- Exercise task: Pull out the text of every entry below verbatim, leaving the pictures out of your copy.

************

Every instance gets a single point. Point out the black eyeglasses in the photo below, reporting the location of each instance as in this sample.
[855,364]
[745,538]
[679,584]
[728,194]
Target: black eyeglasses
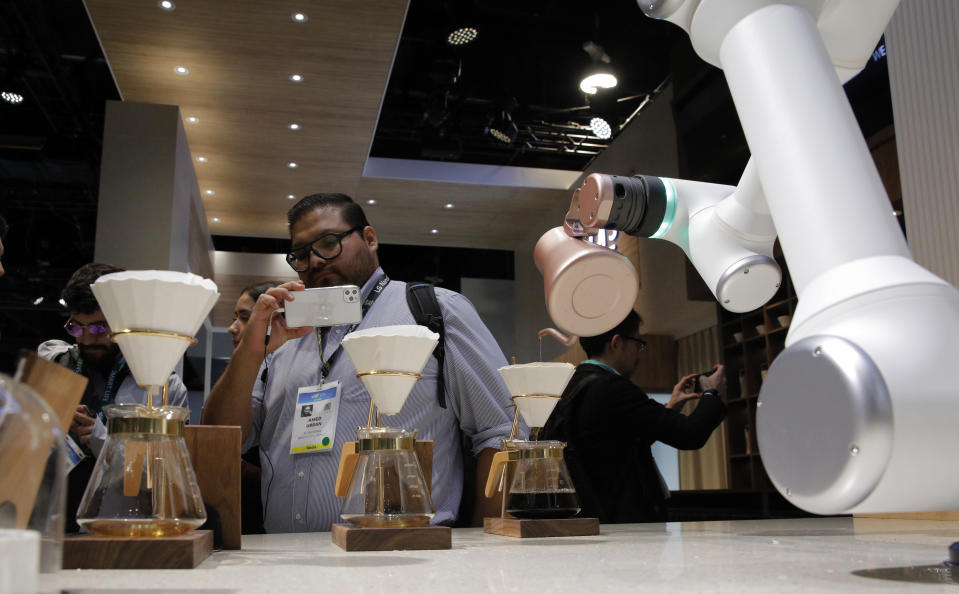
[640,343]
[327,247]
[75,329]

************

- Problem solution:
Every instance gets a single point. Point out the black eyeglasses in the photo below, reporting the location of each instance as in this sample.
[855,364]
[745,538]
[679,584]
[728,194]
Target: black eyeglasses
[640,343]
[327,247]
[75,329]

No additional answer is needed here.